During my lighter moments, it’s tempting to add space to the list of things the new administration might fix through some magical series of executive orders. But although the reactivation of DACA, the halting of the Keystone XL Pipeline and that idiotic wall, and our reentry into the Paris Climate Accords have got me almost breathing again, there are a few things keeping me up at night: Syria, the minimum wage, the ever-deferred relief checks . . . and, well, space. It’s not just because Biden has decided to retain the absurd and dangerous Space Force. More fundamentally, it’s because a combination of executive action, corporate interest, and legislative gymnastics a decade ago rendered space itself ungovernable. Under Biden’s watch, space became corporate.

Two developments to name here. First, President Obama’s 2011 NASA budget, which reallocated funds “to foster collaborative research partnership with . . . [the] private sector.” As NASA’s 2009 Augustine Commission had suggested (no relation to our Augustine, except for the part about being steeped in sin you can’t get out of), “It is an appropriate time to consider turning this [astronautic] transport service over to the commercial sector.” In other words, it’s time to take the burden of space off the taxpayer and lay it on Elon. Or Richard or Jeff or the sudden rush of “NewSpace” companies that intend to mine, monetize, and colonize the heavens.

_Entries shown_.

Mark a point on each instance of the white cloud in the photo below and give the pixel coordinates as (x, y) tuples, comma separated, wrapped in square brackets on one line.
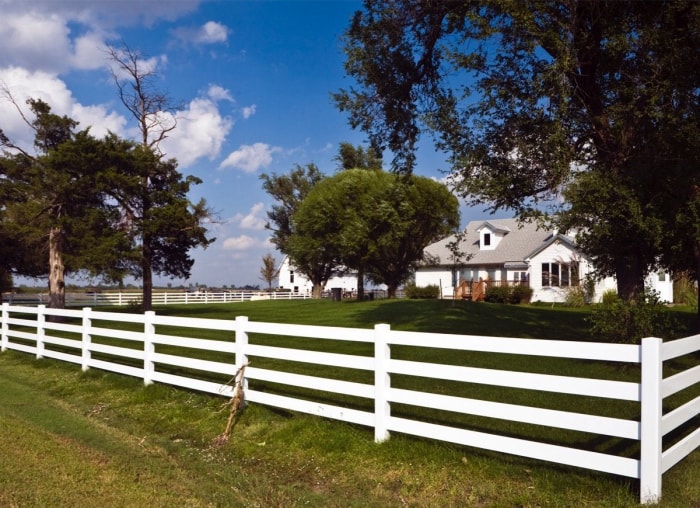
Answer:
[(219, 93), (248, 111), (250, 158), (212, 32), (243, 242), (201, 130), (254, 220)]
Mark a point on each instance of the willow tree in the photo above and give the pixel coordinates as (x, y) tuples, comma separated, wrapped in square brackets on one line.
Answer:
[(533, 99)]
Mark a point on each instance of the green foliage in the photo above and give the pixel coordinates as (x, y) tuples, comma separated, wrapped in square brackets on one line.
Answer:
[(622, 321), (507, 294), (372, 221), (414, 292)]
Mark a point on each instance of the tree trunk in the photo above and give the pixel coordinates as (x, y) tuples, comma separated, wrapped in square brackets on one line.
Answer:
[(57, 285), (630, 279), (147, 269), (360, 284)]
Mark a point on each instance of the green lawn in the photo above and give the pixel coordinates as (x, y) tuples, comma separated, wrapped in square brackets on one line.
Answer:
[(70, 438)]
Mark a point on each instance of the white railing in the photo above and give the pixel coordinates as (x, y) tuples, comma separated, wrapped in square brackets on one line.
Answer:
[(27, 329), (95, 299)]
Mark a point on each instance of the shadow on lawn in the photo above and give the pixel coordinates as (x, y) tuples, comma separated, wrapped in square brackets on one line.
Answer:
[(478, 318)]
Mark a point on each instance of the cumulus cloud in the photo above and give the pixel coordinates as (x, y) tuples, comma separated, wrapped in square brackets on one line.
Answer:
[(248, 111), (243, 242), (210, 32), (201, 131), (250, 158), (255, 219)]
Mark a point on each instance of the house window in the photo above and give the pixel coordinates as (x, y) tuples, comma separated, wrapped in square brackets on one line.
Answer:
[(559, 274)]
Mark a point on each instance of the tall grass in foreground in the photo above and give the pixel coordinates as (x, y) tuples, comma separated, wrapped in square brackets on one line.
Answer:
[(83, 439)]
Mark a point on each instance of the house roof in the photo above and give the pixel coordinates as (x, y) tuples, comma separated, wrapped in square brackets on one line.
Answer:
[(520, 242)]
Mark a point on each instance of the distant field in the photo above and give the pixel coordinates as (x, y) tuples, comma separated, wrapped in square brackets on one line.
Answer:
[(76, 439)]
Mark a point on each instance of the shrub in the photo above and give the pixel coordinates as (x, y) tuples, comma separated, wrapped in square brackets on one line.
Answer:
[(497, 294), (415, 292), (520, 294), (628, 322)]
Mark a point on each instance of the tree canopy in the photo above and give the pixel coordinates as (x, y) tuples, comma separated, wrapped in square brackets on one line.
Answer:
[(572, 105), (372, 221)]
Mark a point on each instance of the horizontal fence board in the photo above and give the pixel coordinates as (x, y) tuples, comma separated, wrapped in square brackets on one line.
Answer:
[(192, 363), (628, 429), (622, 390), (22, 347), (627, 353), (121, 318), (312, 332), (203, 323), (193, 384), (321, 358), (22, 322), (309, 407), (680, 415), (203, 344), (60, 341), (680, 450), (680, 347), (570, 456), (127, 370), (63, 327), (313, 382), (136, 354), (22, 335), (64, 357), (681, 381), (116, 334)]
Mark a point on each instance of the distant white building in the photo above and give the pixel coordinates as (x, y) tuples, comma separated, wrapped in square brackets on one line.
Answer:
[(295, 282), (504, 251)]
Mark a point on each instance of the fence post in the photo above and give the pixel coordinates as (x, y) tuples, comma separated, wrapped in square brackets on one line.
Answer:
[(87, 338), (241, 348), (382, 382), (4, 336), (149, 347), (40, 330), (651, 472)]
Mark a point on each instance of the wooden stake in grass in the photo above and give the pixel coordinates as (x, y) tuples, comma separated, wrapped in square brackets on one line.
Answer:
[(236, 403)]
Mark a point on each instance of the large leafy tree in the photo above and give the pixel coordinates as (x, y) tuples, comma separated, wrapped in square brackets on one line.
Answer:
[(375, 221), (57, 208), (162, 220), (532, 99)]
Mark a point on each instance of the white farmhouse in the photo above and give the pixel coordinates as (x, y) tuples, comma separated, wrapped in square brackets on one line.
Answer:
[(504, 251)]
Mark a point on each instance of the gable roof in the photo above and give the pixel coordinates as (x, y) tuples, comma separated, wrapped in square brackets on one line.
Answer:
[(520, 242)]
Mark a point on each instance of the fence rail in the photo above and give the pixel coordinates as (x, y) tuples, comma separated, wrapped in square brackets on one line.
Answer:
[(138, 345)]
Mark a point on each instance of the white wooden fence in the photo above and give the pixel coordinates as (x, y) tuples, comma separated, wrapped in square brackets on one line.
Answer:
[(95, 299), (27, 329)]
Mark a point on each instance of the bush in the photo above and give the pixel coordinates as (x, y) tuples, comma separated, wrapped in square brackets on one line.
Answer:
[(497, 294), (521, 294), (628, 322), (427, 292)]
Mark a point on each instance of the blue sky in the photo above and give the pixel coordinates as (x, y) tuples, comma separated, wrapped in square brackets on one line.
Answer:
[(254, 79)]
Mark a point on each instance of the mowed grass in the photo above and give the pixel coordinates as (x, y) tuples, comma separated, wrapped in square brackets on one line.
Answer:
[(79, 439)]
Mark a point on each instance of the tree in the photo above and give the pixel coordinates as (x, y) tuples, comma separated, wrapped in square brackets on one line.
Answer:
[(160, 216), (357, 157), (58, 208), (532, 99), (289, 191), (373, 220), (269, 270)]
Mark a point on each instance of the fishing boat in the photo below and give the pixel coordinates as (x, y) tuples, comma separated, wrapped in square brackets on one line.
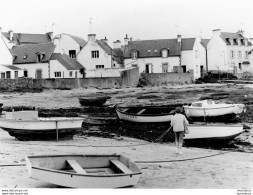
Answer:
[(213, 132), (84, 171), (145, 114), (208, 108), (26, 125), (93, 101)]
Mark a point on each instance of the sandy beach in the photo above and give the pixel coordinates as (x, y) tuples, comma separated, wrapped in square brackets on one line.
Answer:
[(161, 167)]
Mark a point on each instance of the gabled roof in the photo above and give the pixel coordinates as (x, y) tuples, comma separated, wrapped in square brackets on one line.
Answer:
[(28, 53), (68, 62), (152, 48), (188, 43), (11, 67), (24, 38), (226, 36)]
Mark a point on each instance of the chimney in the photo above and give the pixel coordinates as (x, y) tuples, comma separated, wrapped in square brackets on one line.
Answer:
[(10, 35), (105, 40), (216, 32), (179, 38), (126, 40), (116, 44), (50, 35), (240, 32), (91, 37)]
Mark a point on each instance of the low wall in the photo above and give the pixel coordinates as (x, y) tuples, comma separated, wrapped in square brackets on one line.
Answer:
[(168, 78)]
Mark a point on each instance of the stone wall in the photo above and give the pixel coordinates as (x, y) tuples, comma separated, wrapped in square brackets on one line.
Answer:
[(168, 78)]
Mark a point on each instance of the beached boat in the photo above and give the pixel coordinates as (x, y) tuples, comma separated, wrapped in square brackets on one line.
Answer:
[(208, 108), (145, 114), (213, 132), (84, 171), (93, 101), (26, 125)]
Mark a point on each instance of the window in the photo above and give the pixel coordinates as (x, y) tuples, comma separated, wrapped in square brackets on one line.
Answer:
[(239, 54), (165, 53), (25, 73), (232, 54), (8, 74), (99, 66), (72, 54), (164, 67), (134, 55), (3, 75), (16, 74), (94, 54), (57, 74), (246, 55)]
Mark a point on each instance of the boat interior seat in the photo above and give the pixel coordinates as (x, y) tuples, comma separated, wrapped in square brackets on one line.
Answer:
[(120, 166), (75, 165)]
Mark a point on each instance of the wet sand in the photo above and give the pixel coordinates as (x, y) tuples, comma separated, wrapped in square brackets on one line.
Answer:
[(197, 168)]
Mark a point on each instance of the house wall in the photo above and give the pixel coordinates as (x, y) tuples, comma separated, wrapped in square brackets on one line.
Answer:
[(168, 78), (12, 72), (84, 57), (156, 62), (56, 66), (217, 55), (65, 43), (5, 55), (31, 68)]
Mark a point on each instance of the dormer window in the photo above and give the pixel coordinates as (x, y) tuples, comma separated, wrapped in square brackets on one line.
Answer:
[(134, 54), (165, 53)]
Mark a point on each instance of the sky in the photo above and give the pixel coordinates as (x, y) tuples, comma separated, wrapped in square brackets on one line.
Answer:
[(139, 19)]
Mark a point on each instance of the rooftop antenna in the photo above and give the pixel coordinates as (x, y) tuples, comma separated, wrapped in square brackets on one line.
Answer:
[(90, 24)]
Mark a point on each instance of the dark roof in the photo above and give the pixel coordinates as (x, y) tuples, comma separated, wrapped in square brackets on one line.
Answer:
[(226, 36), (68, 62), (152, 48), (79, 40), (11, 67), (28, 53), (188, 43), (23, 38)]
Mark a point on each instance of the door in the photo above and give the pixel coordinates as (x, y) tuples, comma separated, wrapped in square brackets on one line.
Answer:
[(38, 74)]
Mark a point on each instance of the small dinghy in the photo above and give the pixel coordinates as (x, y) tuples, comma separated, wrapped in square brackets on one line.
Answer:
[(213, 132), (84, 171), (145, 114), (26, 125), (208, 108), (93, 101)]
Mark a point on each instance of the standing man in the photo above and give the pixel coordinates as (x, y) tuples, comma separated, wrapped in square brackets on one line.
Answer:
[(178, 122)]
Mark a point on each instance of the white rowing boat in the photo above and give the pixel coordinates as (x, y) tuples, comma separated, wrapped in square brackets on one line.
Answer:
[(213, 131), (208, 108), (84, 171), (145, 114), (26, 125)]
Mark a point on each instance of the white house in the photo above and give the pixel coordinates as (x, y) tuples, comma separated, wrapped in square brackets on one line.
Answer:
[(33, 59), (10, 72), (68, 44), (193, 55), (97, 54), (153, 56), (63, 66), (229, 52)]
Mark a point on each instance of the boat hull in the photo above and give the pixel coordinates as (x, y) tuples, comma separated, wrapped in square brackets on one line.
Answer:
[(55, 173), (213, 132), (144, 118), (212, 112), (42, 128)]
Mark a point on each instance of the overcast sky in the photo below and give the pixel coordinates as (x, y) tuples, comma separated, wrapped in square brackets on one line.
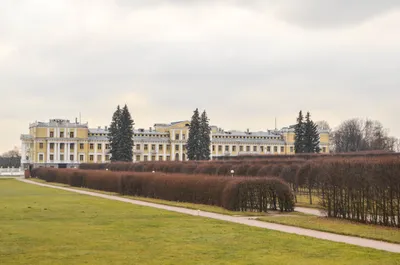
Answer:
[(245, 62)]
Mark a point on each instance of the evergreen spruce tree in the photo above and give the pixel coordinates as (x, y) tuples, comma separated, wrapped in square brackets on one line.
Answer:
[(205, 137), (194, 140), (114, 136), (299, 131), (126, 136), (311, 136)]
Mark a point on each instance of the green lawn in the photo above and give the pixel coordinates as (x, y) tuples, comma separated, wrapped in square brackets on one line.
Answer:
[(338, 226), (194, 206), (40, 225)]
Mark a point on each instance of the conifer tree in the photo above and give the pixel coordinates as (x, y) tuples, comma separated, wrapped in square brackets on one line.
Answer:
[(194, 140), (114, 136), (311, 136), (205, 137), (299, 131), (126, 136)]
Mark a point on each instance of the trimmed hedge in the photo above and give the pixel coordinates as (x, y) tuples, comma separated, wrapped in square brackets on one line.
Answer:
[(236, 194)]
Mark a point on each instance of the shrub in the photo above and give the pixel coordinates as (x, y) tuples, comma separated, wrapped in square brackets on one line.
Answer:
[(237, 194)]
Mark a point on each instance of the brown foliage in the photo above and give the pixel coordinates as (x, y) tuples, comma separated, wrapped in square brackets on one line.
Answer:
[(237, 194)]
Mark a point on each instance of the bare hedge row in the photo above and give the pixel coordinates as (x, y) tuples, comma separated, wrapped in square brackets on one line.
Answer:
[(310, 156), (236, 194), (364, 190)]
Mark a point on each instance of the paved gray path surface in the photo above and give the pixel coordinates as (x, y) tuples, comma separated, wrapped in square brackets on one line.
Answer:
[(243, 220)]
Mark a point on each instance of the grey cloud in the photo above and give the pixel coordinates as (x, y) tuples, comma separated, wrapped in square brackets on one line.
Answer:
[(325, 13)]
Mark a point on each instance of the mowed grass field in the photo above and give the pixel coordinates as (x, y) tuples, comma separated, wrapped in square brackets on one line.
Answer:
[(45, 226)]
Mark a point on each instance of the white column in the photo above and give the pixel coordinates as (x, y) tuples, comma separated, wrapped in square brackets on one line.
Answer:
[(48, 153), (67, 152), (76, 151)]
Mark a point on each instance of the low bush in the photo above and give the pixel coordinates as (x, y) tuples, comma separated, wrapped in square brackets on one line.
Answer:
[(236, 194)]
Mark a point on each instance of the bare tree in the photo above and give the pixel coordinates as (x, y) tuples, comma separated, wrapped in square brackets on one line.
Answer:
[(11, 158), (323, 125), (361, 135)]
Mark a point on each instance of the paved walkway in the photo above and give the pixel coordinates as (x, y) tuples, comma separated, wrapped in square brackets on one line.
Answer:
[(246, 221)]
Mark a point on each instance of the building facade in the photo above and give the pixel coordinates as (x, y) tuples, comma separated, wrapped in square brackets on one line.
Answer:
[(61, 143)]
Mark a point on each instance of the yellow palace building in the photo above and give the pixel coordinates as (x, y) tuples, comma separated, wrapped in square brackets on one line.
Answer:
[(61, 143)]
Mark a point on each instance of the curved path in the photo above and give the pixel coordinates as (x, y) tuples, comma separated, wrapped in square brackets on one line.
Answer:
[(243, 220)]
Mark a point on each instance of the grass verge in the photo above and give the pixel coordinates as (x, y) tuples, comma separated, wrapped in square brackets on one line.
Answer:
[(337, 226), (202, 207), (39, 225)]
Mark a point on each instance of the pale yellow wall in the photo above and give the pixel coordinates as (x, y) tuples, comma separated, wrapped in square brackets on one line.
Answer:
[(82, 133), (324, 138), (40, 133)]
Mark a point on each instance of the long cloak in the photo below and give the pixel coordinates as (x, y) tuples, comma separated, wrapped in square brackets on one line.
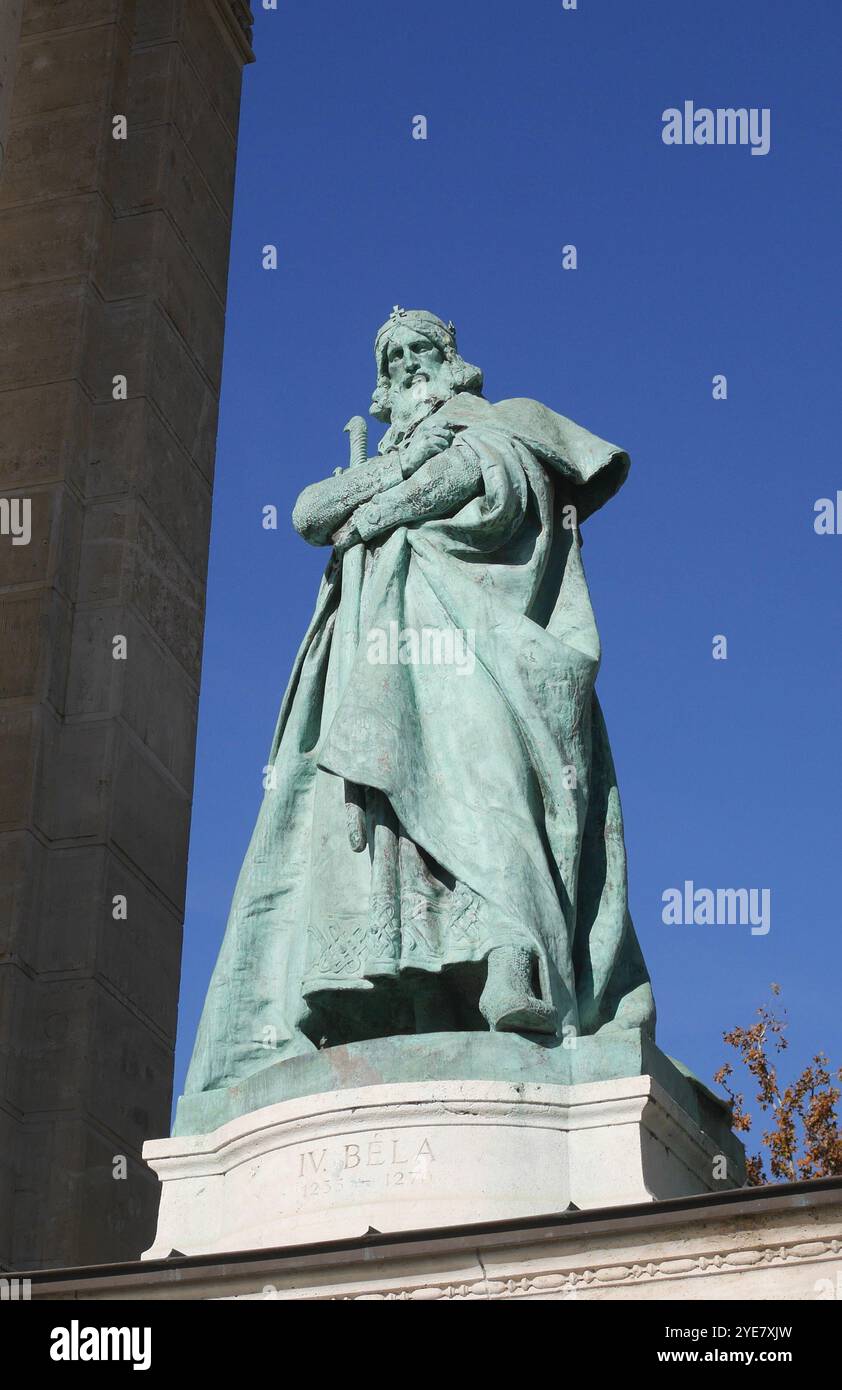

_Aim of the task_.
Copy out the entire passage on the commercialization of space word for word, from its first sentence to its last.

_Response below_.
During my lighter moments, it’s tempting to add space to the list of things the new administration might fix through some magical series of executive orders. But although the reactivation of DACA, the halting of the Keystone XL Pipeline and that idiotic wall, and our reentry into the Paris Climate Accords have got me almost breathing again, there are a few things keeping me up at night: Syria, the minimum wage, the ever-deferred relief checks . . . and, well, space. It’s not just because Biden has decided to retain the absurd and dangerous Space Force. More fundamentally, it’s because a combination of executive action, corporate interest, and legislative gymnastics a decade ago rendered space itself ungovernable. Under Biden’s watch, space became corporate.

Two developments to name here. First, President Obama’s 2011 NASA budget, which reallocated funds “to foster collaborative research partnership with . . . [the] private sector.” As NASA’s 2009 Augustine Commission had suggested (no relation to our Augustine, except for the part about being steeped in sin you can’t get out of), “It is an appropriate time to consider turning this [astronautic] transport service over to the commercial sector.” In other words, it’s time to take the burden of space off the taxpayer and lay it on Elon. Or Richard or Jeff or the sudden rush of “NewSpace” companies that intend to mine, monetize, and colonize the heavens.